**Instruction**: Report every line below that contains the word "white", and treat uppercase and lowercase as different.

**The records**:
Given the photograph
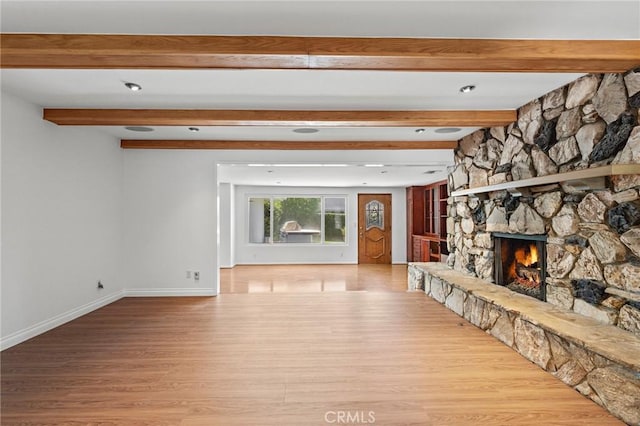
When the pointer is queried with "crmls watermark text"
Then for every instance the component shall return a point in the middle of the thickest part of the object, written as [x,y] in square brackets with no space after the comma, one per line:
[350,417]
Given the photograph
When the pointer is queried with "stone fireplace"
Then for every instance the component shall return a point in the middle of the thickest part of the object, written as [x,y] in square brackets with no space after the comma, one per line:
[520,263]
[592,228]
[518,180]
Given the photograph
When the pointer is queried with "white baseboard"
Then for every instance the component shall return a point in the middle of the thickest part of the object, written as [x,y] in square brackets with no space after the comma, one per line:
[350,262]
[44,326]
[168,292]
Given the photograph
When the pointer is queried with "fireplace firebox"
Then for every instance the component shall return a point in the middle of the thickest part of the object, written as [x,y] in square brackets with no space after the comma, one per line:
[520,263]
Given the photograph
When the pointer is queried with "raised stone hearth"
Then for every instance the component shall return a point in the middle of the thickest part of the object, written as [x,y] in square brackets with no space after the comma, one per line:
[592,230]
[542,176]
[600,361]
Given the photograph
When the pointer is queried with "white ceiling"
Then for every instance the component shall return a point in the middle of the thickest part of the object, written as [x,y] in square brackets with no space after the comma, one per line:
[546,19]
[307,89]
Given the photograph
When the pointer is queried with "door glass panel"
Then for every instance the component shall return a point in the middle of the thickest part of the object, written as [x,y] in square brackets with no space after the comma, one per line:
[374,212]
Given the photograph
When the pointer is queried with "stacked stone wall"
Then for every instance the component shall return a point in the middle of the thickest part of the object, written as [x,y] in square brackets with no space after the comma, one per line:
[593,246]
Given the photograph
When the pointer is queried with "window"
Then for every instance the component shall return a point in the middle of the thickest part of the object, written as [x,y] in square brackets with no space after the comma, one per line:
[297,219]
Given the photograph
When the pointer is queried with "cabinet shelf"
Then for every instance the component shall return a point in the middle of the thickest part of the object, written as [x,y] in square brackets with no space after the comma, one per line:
[427,222]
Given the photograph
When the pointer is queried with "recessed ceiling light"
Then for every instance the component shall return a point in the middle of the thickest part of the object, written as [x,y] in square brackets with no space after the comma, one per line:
[139,129]
[448,130]
[133,87]
[305,130]
[467,89]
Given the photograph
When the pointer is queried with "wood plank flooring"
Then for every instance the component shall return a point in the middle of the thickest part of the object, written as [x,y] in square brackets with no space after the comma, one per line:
[282,358]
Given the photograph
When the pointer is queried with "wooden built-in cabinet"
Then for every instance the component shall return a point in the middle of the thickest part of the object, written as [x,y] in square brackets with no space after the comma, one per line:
[427,222]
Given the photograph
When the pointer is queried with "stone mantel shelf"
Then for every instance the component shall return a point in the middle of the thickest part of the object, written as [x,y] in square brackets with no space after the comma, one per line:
[607,340]
[576,175]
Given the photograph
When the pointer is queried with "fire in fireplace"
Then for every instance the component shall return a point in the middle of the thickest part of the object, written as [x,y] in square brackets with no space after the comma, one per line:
[520,263]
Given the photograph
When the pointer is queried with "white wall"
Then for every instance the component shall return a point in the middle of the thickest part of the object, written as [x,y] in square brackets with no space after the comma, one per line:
[170,210]
[247,253]
[61,221]
[226,213]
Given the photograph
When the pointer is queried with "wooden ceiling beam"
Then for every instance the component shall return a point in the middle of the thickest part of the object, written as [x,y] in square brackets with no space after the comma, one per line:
[297,118]
[285,145]
[78,51]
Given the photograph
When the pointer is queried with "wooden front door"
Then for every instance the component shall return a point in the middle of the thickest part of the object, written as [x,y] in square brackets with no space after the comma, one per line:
[374,228]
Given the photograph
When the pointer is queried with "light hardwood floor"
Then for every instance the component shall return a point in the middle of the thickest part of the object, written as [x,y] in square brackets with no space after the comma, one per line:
[282,358]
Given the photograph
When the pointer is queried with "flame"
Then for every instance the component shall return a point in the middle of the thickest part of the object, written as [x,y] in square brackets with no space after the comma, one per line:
[527,256]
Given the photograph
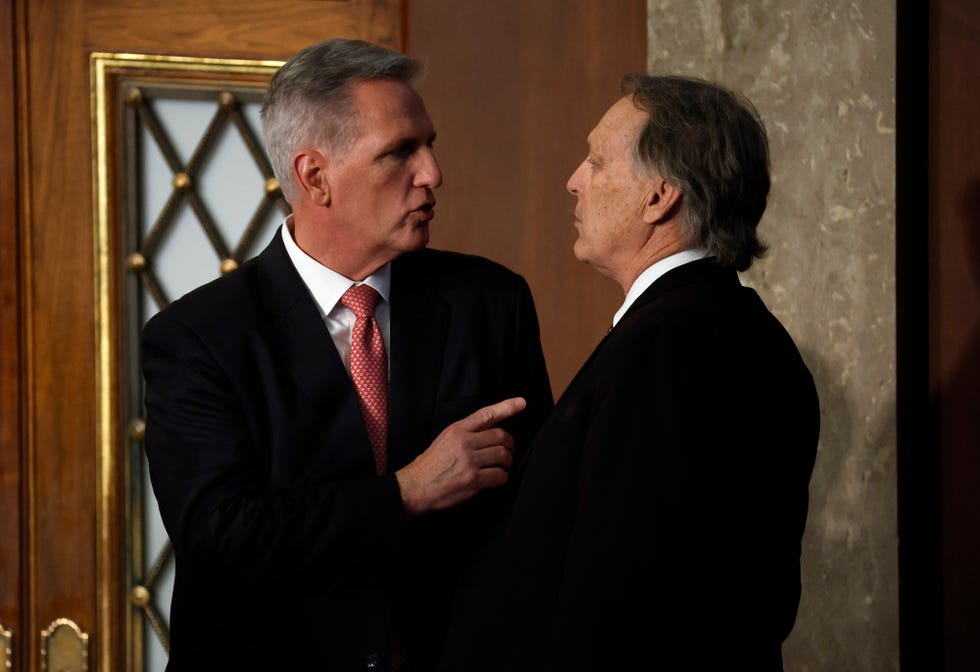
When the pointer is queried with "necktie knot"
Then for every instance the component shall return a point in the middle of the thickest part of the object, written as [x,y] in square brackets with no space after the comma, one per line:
[361,299]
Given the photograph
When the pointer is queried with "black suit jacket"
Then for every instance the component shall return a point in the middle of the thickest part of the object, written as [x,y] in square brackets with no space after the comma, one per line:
[659,514]
[290,552]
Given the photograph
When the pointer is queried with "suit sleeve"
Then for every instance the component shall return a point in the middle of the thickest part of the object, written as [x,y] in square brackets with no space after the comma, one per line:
[211,477]
[531,370]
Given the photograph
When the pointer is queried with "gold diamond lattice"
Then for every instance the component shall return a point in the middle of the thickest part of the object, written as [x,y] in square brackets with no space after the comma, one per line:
[187,195]
[186,190]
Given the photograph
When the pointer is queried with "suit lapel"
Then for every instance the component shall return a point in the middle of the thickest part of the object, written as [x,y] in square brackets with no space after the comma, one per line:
[301,342]
[419,329]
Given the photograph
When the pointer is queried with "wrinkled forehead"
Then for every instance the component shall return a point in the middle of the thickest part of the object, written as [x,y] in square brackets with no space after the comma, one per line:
[619,127]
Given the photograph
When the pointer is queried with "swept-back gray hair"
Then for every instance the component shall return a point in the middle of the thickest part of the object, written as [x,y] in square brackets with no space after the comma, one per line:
[308,102]
[709,142]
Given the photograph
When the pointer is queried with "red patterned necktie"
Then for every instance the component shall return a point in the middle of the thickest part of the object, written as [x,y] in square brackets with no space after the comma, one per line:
[369,368]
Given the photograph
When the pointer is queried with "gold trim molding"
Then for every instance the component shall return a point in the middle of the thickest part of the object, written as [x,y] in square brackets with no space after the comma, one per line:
[6,648]
[64,647]
[106,71]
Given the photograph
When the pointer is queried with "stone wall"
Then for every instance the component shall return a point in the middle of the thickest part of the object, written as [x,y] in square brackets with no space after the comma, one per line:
[822,74]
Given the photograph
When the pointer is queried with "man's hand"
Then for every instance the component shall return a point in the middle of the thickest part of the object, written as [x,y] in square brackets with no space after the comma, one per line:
[470,455]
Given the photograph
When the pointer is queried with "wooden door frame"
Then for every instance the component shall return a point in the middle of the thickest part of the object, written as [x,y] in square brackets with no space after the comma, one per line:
[60,513]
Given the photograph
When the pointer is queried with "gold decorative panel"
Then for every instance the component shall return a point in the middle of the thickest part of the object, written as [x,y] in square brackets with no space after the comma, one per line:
[184,193]
[64,647]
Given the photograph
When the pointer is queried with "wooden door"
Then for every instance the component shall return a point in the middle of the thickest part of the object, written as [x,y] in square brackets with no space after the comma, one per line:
[63,479]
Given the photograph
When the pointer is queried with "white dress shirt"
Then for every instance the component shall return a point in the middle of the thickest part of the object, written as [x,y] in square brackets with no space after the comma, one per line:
[648,276]
[327,286]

**Task answer**:
When the pointer is queried with "white baseboard"
When the pointer is queried with "white ceiling"
When the pointer is queried with "white wall"
When the pointer is queried with "white dress shirt"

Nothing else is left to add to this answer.